▶ _TASK REQUIREMENTS_
Write out the lines below once more, exactly as they appear. Do not include pictures.
** INFORMATION follows **
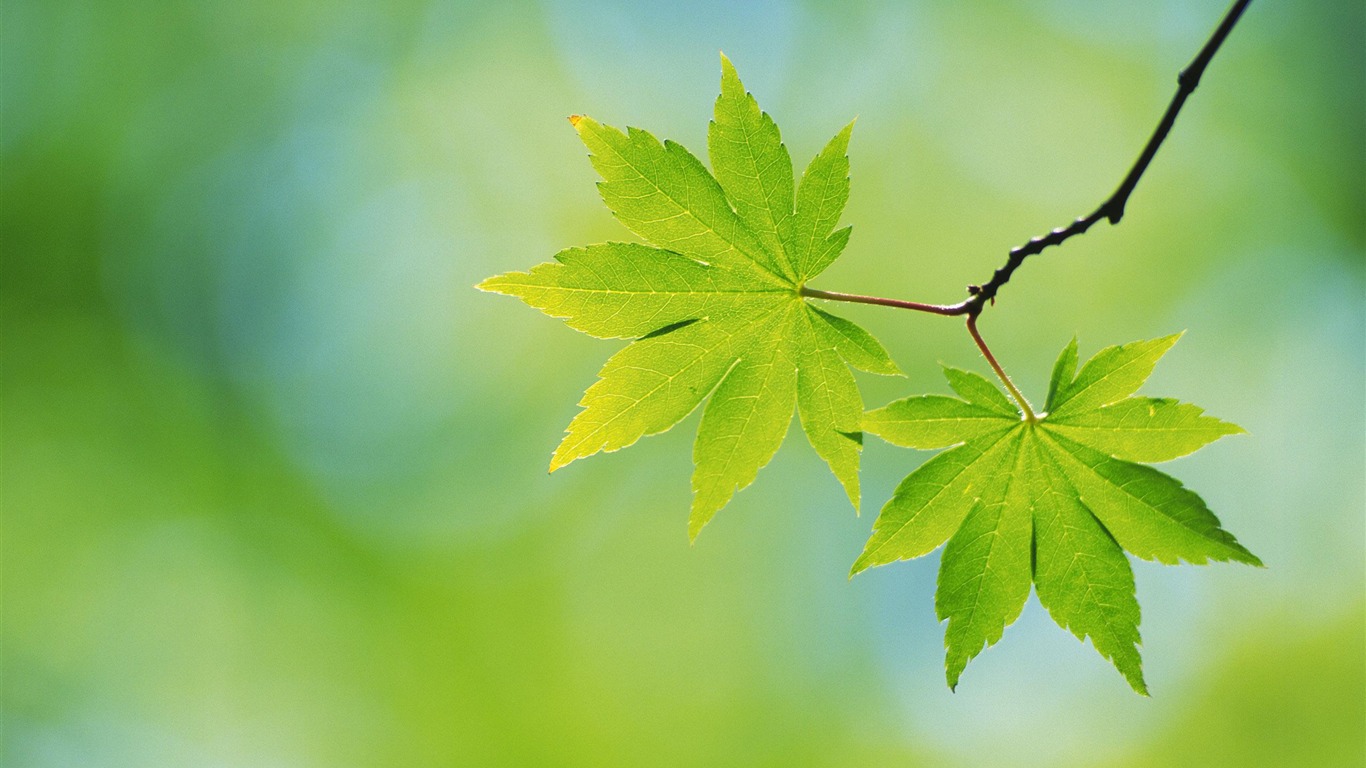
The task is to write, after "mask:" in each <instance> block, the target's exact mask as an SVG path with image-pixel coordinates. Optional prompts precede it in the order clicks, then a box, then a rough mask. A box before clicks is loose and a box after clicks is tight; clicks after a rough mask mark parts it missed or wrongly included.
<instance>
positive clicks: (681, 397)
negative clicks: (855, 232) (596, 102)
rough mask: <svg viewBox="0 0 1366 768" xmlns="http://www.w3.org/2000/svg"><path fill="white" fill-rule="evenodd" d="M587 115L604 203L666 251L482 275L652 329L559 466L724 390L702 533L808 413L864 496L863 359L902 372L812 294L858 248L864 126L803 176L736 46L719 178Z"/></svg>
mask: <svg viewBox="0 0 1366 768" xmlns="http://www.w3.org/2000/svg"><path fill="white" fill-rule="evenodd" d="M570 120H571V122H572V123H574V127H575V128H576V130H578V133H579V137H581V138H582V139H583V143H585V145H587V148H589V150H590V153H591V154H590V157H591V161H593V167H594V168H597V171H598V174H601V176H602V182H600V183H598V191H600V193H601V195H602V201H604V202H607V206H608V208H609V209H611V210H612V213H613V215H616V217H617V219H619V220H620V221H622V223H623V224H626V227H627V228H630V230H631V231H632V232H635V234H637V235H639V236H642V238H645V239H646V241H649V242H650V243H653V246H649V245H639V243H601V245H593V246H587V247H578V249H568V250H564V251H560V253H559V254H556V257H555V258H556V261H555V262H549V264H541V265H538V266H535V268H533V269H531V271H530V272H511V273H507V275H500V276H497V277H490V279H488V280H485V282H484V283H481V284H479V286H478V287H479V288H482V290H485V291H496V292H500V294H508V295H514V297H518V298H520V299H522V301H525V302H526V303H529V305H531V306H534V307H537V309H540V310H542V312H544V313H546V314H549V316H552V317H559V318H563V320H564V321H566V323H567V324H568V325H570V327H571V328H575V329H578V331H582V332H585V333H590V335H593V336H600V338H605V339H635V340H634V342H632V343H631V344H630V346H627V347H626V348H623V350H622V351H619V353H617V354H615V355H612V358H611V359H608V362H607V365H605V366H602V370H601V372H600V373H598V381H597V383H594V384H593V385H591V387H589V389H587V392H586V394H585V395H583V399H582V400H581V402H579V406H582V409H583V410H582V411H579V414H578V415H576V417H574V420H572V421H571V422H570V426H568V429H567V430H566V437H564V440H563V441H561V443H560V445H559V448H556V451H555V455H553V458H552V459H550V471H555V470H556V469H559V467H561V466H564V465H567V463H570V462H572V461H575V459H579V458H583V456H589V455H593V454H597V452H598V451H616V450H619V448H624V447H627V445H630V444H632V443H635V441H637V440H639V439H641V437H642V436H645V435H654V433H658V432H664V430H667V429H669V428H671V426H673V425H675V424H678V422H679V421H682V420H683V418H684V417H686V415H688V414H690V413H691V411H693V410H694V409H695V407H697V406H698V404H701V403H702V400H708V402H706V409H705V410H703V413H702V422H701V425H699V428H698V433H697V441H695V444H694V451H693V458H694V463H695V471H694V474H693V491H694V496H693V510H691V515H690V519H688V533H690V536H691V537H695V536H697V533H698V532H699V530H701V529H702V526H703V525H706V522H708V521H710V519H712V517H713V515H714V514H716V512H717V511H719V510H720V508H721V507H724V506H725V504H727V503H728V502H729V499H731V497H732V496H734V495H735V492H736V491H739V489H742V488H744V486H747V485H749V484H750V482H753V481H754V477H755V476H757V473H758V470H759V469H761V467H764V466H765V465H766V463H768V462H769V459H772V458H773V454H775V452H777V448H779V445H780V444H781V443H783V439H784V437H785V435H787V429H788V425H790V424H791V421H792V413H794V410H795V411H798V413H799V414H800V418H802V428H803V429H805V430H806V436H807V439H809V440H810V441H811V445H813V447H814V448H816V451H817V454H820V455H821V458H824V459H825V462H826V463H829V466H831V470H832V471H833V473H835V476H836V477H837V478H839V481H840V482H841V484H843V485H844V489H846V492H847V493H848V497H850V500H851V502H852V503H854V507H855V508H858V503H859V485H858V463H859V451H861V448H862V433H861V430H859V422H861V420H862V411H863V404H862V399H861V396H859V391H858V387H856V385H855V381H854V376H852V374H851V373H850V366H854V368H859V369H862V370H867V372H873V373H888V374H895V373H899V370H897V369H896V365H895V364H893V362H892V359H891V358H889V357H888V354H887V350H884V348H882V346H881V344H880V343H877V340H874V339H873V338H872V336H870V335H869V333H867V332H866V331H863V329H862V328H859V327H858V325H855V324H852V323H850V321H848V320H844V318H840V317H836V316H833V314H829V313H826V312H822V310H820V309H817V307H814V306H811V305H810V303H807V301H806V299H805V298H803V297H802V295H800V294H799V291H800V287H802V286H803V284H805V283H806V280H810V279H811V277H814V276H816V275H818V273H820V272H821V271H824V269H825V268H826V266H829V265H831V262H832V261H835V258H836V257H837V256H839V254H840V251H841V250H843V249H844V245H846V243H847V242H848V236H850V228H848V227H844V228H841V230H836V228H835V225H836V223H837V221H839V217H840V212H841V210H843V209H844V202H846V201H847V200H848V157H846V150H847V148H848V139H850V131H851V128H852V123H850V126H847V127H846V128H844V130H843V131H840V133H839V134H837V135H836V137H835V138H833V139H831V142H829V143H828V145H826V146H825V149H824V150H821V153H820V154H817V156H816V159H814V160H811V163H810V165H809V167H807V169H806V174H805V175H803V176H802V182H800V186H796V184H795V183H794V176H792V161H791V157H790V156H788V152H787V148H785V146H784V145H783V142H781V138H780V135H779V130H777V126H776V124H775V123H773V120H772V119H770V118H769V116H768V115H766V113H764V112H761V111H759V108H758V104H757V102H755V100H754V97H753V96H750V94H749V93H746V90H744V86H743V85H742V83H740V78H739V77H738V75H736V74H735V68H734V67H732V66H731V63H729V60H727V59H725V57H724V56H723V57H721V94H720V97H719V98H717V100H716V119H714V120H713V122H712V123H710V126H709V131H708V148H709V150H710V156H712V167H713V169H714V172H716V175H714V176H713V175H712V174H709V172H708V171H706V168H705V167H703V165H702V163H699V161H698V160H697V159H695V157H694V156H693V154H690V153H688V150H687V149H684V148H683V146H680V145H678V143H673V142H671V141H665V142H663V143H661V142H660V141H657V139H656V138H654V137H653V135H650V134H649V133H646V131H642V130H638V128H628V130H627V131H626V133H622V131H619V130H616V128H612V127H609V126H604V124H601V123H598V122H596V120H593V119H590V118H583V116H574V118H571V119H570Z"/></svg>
** End of INFORMATION **
▶ _OUTPUT FOR THIS EXERCISE_
The task is to write, after "mask:" in each <instance> block, the target's exact mask as an SVG path with image-pixel coordinates. Optional prompts precede it in the order clicks, then a box, then a rough mask. A box before clicks is loose and a box after clicks is tight; clicks after a rough mask mark parts it missed or wrongly included.
<instance>
positive clicks: (681, 397)
negative clicks: (855, 232) (596, 102)
rough mask: <svg viewBox="0 0 1366 768" xmlns="http://www.w3.org/2000/svg"><path fill="white" fill-rule="evenodd" d="M587 115L604 203L666 251L482 275L652 329L559 466L724 390L702 533L808 413L864 496L863 359L902 372L812 294L858 248L864 126L803 176L736 46L719 178Z"/></svg>
mask: <svg viewBox="0 0 1366 768" xmlns="http://www.w3.org/2000/svg"><path fill="white" fill-rule="evenodd" d="M570 120H571V122H572V123H574V127H575V128H576V130H578V133H579V137H581V138H582V139H583V143H585V145H587V148H589V150H590V153H591V154H590V157H591V161H593V167H594V168H597V171H598V174H601V176H602V182H600V183H598V191H600V193H601V195H602V201H604V202H607V206H608V208H609V209H611V210H612V213H613V215H616V217H617V219H619V220H620V221H622V223H623V224H626V227H627V228H630V230H631V231H632V232H635V234H637V235H639V236H642V238H645V239H646V241H649V242H650V243H653V246H649V245H639V243H601V245H593V246H587V247H578V249H568V250H564V251H560V253H559V254H556V257H555V258H556V261H555V262H549V264H541V265H538V266H535V268H533V269H531V271H530V272H511V273H507V275H500V276H497V277H490V279H488V280H485V282H484V283H481V284H479V286H478V287H479V288H482V290H485V291H496V292H500V294H508V295H514V297H518V298H520V299H522V301H525V302H526V303H529V305H531V306H534V307H537V309H540V310H542V312H544V313H546V314H549V316H552V317H559V318H563V320H564V321H566V323H567V324H568V325H570V327H571V328H575V329H578V331H582V332H585V333H590V335H593V336H600V338H605V339H635V340H634V342H632V343H631V344H630V346H627V347H626V348H623V350H622V351H619V353H617V354H615V355H612V358H611V359H608V362H607V365H605V366H602V370H601V372H600V373H598V381H597V383H594V384H593V385H591V387H589V389H587V392H586V394H585V395H583V399H582V400H581V402H579V406H582V409H583V410H582V411H579V414H578V415H576V417H574V420H572V421H571V422H570V426H568V429H567V430H566V437H564V440H563V441H561V443H560V445H559V448H556V451H555V455H553V458H552V459H550V471H555V470H556V469H559V467H561V466H564V465H567V463H570V462H572V461H575V459H579V458H583V456H589V455H593V454H597V452H598V451H616V450H619V448H624V447H627V445H630V444H632V443H635V441H637V440H639V439H641V437H642V436H645V435H654V433H658V432H664V430H667V429H669V428H671V426H673V425H675V424H678V422H679V421H682V420H683V418H684V417H686V415H688V414H690V413H691V411H693V410H694V409H695V407H697V406H698V404H701V403H702V400H708V402H706V409H705V410H703V413H702V422H701V425H699V428H698V433H697V441H695V444H694V451H693V458H694V463H695V471H694V474H693V491H694V496H693V510H691V515H690V519H688V533H690V536H691V537H695V536H697V533H698V532H699V530H701V529H702V526H703V525H706V522H708V521H710V519H712V517H713V515H714V514H716V512H717V511H719V510H720V508H721V507H724V506H725V504H727V503H728V502H729V499H731V497H732V496H734V495H735V492H736V491H739V489H742V488H744V486H747V485H749V484H750V482H753V481H754V477H755V476H757V473H758V470H759V469H761V467H764V466H765V465H766V463H768V462H769V459H772V458H773V454H775V452H777V448H779V445H780V444H781V443H783V439H784V437H785V435H787V429H788V425H790V424H791V421H792V413H794V410H795V411H798V413H799V414H800V418H802V428H803V429H805V430H806V436H807V439H809V440H810V441H811V445H813V447H814V448H816V451H817V454H820V455H821V458H824V459H825V462H826V463H829V466H831V470H832V471H833V473H835V476H836V477H837V478H839V481H840V482H841V484H843V485H844V489H846V492H847V493H848V497H850V500H851V502H852V503H854V507H855V508H858V503H859V485H858V463H859V451H861V448H862V433H861V430H859V422H861V420H862V411H863V404H862V399H861V396H859V391H858V387H856V385H855V381H854V376H852V374H851V373H850V366H854V368H859V369H862V370H867V372H873V373H888V374H895V373H899V370H897V369H896V365H895V364H893V362H892V359H891V358H889V357H888V354H887V350H884V348H882V346H881V344H880V343H877V340H874V339H873V338H872V336H870V335H869V333H867V332H866V331H863V329H862V328H859V327H858V325H855V324H852V323H850V321H848V320H844V318H840V317H836V316H833V314H829V313H826V312H822V310H820V309H817V307H814V306H811V305H810V303H807V301H806V299H805V298H803V297H802V295H800V294H799V291H800V287H802V286H803V284H805V283H806V280H810V279H811V277H814V276H816V275H818V273H820V272H821V271H824V269H825V268H826V266H829V265H831V262H832V261H835V258H836V257H837V256H839V254H840V251H841V250H843V249H844V245H846V243H847V242H848V236H850V228H848V227H844V228H841V230H836V228H835V225H836V223H837V221H839V217H840V212H841V210H843V209H844V202H846V201H847V200H848V157H846V150H847V148H848V139H850V131H851V128H852V123H850V126H847V127H846V128H844V130H843V131H840V133H839V134H837V135H836V137H835V138H833V139H831V142H829V143H828V145H826V146H825V149H824V150H821V153H820V154H817V156H816V159H814V160H811V163H810V165H809V167H807V169H806V174H805V175H803V176H802V182H800V186H796V184H795V183H794V176H792V161H791V157H790V156H788V152H787V148H785V146H784V145H783V142H781V138H780V135H779V130H777V126H776V124H775V123H773V120H772V119H770V118H769V116H768V115H766V113H764V112H761V111H759V108H758V104H757V102H755V100H754V97H753V96H750V94H749V93H746V90H744V86H743V85H742V83H740V78H739V77H738V75H736V74H735V68H734V67H732V66H731V63H729V60H727V59H725V57H724V56H723V57H721V94H720V97H719V98H717V100H716V119H714V120H713V122H712V123H710V126H709V131H708V148H709V150H710V156H712V167H713V169H714V172H716V175H714V176H713V175H712V174H709V172H708V171H706V168H705V167H703V165H702V163H699V161H698V160H697V159H695V157H694V156H693V154H690V153H688V150H687V149H684V148H683V146H680V145H678V143H673V142H671V141H665V142H663V143H661V142H660V141H657V139H656V138H654V137H653V135H650V134H649V133H646V131H642V130H638V128H628V130H627V131H626V133H622V131H619V130H616V128H612V127H609V126H604V124H601V123H598V122H596V120H593V119H590V118H583V116H574V118H571V119H570Z"/></svg>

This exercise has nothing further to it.